▶ [EXTRACTED INFORMATION]:

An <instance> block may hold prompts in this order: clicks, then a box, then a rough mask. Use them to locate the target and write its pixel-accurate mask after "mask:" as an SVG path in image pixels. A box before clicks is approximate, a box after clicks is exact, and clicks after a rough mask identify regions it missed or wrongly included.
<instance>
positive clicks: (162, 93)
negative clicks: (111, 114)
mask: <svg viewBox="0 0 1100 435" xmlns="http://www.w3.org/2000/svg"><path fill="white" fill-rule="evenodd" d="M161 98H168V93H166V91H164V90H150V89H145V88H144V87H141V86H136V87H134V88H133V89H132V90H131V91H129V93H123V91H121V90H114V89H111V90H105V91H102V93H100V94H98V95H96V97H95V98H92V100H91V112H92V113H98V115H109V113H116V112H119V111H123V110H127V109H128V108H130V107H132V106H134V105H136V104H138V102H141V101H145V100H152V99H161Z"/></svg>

▶ [EXERCISE BRIEF]: All lines of the material that contain the string "instance" are to be copied.

▶ [YOUR SOLUTION]:
An <instance> block may hold prompts in this order: clicks, then a box, then a rough mask. Use them to locate the target and write its pixel-accurate mask after "mask:" as an SVG path in image pixels. A box before clicks is approximate, a box after clicks is exact, and clicks after a rough mask identify regions it missed or wrongly included.
<instance>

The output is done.